→ **PROVIDED DATA**
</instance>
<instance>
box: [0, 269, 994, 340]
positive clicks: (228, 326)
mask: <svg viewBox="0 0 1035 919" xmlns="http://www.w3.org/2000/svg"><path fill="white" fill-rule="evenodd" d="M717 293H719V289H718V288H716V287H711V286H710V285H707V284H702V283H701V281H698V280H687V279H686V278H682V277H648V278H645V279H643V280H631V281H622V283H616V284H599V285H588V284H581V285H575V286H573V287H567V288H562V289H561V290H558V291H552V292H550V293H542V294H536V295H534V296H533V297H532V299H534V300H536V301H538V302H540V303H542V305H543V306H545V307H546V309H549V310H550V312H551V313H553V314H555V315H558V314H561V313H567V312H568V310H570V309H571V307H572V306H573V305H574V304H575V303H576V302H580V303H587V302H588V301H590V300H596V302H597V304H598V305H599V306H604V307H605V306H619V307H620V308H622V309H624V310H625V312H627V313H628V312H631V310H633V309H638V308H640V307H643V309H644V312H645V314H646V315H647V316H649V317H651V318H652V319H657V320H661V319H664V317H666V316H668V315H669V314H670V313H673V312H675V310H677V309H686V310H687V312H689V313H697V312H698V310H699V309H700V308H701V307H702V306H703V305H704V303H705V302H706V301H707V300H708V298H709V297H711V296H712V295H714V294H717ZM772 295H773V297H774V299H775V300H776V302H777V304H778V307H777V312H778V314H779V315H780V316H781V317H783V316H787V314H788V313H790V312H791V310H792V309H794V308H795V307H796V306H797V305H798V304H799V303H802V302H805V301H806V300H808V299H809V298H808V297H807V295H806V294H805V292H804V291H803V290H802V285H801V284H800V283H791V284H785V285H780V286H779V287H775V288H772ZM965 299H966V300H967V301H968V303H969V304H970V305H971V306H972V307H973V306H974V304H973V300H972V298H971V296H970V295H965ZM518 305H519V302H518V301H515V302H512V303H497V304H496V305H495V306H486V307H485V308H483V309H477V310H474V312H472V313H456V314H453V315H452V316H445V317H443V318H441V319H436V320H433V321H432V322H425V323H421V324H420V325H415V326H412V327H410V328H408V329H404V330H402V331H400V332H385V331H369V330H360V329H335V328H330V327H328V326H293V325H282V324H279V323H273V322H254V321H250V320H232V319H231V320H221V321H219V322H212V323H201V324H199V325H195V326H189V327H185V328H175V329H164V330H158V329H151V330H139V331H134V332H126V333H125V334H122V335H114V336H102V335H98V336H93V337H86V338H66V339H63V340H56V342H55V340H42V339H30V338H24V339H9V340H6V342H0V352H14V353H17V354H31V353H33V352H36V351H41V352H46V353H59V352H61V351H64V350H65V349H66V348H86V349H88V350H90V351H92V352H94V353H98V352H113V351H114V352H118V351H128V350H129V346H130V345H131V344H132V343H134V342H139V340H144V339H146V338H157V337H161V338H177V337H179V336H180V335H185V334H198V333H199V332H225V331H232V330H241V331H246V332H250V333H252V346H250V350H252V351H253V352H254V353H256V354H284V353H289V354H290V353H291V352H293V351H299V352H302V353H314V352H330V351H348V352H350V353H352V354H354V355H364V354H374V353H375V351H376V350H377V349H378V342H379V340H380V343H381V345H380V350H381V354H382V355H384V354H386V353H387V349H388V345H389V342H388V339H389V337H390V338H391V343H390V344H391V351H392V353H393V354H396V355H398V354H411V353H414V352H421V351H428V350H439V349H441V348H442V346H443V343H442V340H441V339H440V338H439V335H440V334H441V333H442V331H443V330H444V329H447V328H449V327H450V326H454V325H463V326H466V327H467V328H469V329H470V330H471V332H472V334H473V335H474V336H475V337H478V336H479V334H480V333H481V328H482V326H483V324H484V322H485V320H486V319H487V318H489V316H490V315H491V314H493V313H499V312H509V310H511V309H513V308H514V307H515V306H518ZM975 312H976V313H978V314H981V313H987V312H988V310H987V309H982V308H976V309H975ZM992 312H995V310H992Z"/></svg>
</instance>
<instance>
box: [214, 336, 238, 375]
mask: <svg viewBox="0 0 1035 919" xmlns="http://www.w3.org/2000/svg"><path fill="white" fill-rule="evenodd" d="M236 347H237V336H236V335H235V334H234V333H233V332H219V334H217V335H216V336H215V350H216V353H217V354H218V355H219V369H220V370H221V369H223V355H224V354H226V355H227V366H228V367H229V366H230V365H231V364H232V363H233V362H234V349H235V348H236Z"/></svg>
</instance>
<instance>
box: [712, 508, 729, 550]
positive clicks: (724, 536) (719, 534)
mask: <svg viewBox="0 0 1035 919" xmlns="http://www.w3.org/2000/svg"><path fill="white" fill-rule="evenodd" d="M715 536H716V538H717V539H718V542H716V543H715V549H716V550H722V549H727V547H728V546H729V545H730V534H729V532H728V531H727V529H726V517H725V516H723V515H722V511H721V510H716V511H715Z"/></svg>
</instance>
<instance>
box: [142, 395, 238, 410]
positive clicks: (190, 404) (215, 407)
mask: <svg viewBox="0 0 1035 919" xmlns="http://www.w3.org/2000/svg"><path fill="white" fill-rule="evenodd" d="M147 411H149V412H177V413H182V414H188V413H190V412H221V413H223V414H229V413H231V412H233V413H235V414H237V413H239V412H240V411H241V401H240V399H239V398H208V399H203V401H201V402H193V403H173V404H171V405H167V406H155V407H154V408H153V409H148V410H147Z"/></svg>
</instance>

→ **AIM OF THE EXERCISE**
Retype all of the entries precisely as they are.

→ **REPLY TO THE EXERCISE**
</instance>
<instance>
box: [0, 269, 994, 340]
positive clicks: (228, 326)
mask: <svg viewBox="0 0 1035 919" xmlns="http://www.w3.org/2000/svg"><path fill="white" fill-rule="evenodd" d="M717 293H719V289H718V288H716V287H711V286H710V285H707V284H702V283H701V281H698V280H687V279H686V278H682V277H648V278H645V279H643V280H631V281H622V283H616V284H599V285H588V284H581V285H575V286H573V287H567V288H562V289H561V290H558V291H552V292H550V293H542V294H536V295H534V296H533V297H532V299H534V300H536V301H538V302H540V303H542V305H543V306H545V307H546V309H549V310H550V312H551V313H553V314H555V315H558V314H561V313H567V312H568V310H570V309H571V307H572V306H573V305H574V304H575V303H576V302H580V303H587V302H588V301H590V300H596V302H597V304H598V305H599V306H604V307H605V306H619V307H620V308H622V309H624V310H625V312H627V313H628V312H631V310H633V309H638V308H640V307H643V309H644V312H645V314H646V315H647V316H649V317H651V318H652V319H657V320H661V319H664V317H666V316H668V315H669V314H670V313H673V312H675V310H677V309H686V310H687V312H689V313H697V312H698V310H699V309H700V308H701V307H702V306H703V305H704V303H705V302H706V301H707V300H708V298H709V297H711V296H712V295H714V294H717ZM772 295H773V297H774V299H775V300H776V302H777V304H778V307H777V312H778V314H779V315H780V316H781V317H783V316H787V314H788V313H790V312H791V310H792V309H794V308H795V307H796V306H797V305H798V304H799V303H802V302H805V301H806V300H808V299H809V298H808V297H807V295H806V294H805V292H804V291H803V290H802V285H801V284H800V283H791V284H785V285H780V286H779V287H775V288H772ZM965 299H966V300H967V301H968V303H969V304H970V305H971V306H972V307H973V306H974V304H973V300H972V298H971V296H970V295H965ZM518 305H519V302H518V301H515V302H512V303H497V304H496V305H495V306H486V307H485V308H483V309H477V310H474V312H472V313H456V314H453V315H452V316H445V317H443V318H441V319H436V320H433V321H432V322H425V323H421V324H420V325H415V326H412V327H410V328H408V329H404V330H402V331H400V332H385V331H369V330H360V329H335V328H330V327H328V326H293V325H282V324H279V323H273V322H254V321H250V320H232V319H231V320H221V321H219V322H212V323H201V324H199V325H195V326H189V327H185V328H175V329H164V330H158V329H151V330H139V331H134V332H126V333H125V334H122V335H114V336H102V335H98V336H93V337H86V338H66V339H63V340H56V342H55V340H42V339H30V338H24V339H9V340H6V342H0V352H14V353H17V354H31V353H33V352H36V351H41V352H46V353H59V352H61V351H64V350H65V349H66V348H86V349H88V350H90V351H92V352H94V353H98V352H113V351H114V352H118V351H128V350H129V346H130V345H131V344H132V343H134V342H139V340H144V339H146V338H157V337H161V338H177V337H179V336H180V335H185V334H198V333H199V332H225V331H232V330H241V331H246V332H250V333H252V346H250V350H252V351H253V352H254V353H256V354H284V353H289V354H290V353H291V352H293V351H299V352H302V353H314V352H330V351H348V352H350V353H352V354H354V355H364V354H374V353H375V351H376V350H377V349H378V342H379V340H380V343H381V345H380V350H381V354H382V355H384V354H386V353H387V349H388V345H389V342H388V339H389V337H390V338H391V343H390V344H391V351H392V353H393V354H396V355H398V354H411V353H414V352H421V351H428V350H439V349H441V348H442V346H443V343H442V340H441V339H440V338H439V335H440V334H441V333H442V331H443V330H444V329H447V328H449V327H450V326H454V325H463V326H466V327H467V328H469V329H470V330H471V332H472V334H473V335H474V336H475V337H478V336H479V334H480V333H481V328H482V326H483V324H484V322H485V320H486V319H487V318H489V316H490V315H491V314H493V313H499V312H509V310H511V309H513V308H514V307H515V306H518ZM975 312H976V313H978V314H981V313H987V312H988V310H987V309H982V308H976V309H975ZM992 312H995V310H992Z"/></svg>
</instance>
<instance>
box: [214, 336, 238, 375]
mask: <svg viewBox="0 0 1035 919" xmlns="http://www.w3.org/2000/svg"><path fill="white" fill-rule="evenodd" d="M236 347H237V336H236V335H235V334H234V333H233V332H219V334H217V335H216V336H215V350H216V353H217V354H218V355H219V369H220V370H221V369H223V355H224V354H226V355H227V366H228V367H229V366H230V365H231V364H232V363H233V362H234V349H235V348H236Z"/></svg>
</instance>
<instance>
box: [712, 508, 729, 550]
positive clicks: (724, 536) (719, 534)
mask: <svg viewBox="0 0 1035 919" xmlns="http://www.w3.org/2000/svg"><path fill="white" fill-rule="evenodd" d="M715 536H716V538H717V539H718V542H716V543H715V549H716V550H722V549H727V547H728V546H729V545H730V534H729V532H728V531H727V529H726V517H725V516H723V515H722V511H721V510H716V511H715Z"/></svg>
</instance>
<instance>
box: [142, 395, 238, 410]
positive clicks: (190, 404) (215, 407)
mask: <svg viewBox="0 0 1035 919" xmlns="http://www.w3.org/2000/svg"><path fill="white" fill-rule="evenodd" d="M147 411H149V412H177V413H182V414H188V413H190V412H221V413H223V414H229V413H231V412H233V413H235V414H237V413H239V412H240V411H241V401H240V399H239V398H208V399H203V401H201V402H193V403H173V404H171V405H167V406H155V407H154V408H153V409H148V410H147Z"/></svg>
</instance>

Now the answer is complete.